* [TASK DIRECTIONS]: Find "Every instance of the black" in the data, then restate the line it sits in and every later line word for word, ending with the last line.

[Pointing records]
—————
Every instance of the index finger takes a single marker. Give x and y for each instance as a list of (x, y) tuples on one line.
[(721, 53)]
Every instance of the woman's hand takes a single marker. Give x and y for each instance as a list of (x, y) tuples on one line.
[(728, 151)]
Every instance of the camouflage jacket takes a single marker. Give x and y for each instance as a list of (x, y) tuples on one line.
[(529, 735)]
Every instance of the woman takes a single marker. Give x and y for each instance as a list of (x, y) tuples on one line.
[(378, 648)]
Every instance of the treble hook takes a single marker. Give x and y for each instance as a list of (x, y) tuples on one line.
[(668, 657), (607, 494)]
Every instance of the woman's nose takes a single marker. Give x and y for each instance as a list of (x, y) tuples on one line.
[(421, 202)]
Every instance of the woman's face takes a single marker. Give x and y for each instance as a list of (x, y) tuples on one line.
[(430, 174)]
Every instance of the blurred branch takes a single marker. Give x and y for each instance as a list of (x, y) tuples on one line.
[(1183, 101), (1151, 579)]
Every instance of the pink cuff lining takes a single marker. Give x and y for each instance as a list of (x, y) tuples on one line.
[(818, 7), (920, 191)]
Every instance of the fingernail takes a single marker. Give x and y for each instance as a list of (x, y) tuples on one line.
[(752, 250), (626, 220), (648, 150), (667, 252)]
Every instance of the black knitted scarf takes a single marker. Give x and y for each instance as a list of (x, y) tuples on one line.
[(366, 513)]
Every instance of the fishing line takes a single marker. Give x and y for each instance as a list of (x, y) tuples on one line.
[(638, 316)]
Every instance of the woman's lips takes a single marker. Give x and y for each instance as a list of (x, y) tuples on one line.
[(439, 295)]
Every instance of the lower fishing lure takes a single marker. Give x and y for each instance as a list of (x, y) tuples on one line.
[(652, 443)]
—————
* [WRITTEN SOLUTION]:
Every instance of the black knitted scarf takes a single marker. Give x and y for each instance as a list of (x, y) tuples on one line.
[(366, 513)]
Every instance of the fishing line takes a single marker. Give x and y for each instance as a list of (x, y) tuples on one line.
[(638, 316)]
Every instance of the woman's lips takes a single marker. Give x and y for each instance as a list of (x, y) tuples on one line.
[(439, 295)]
Every instance of the lower fishing lure takes a single marker. Give x and y for each instance as a list of (x, y) tuples on one line.
[(652, 443)]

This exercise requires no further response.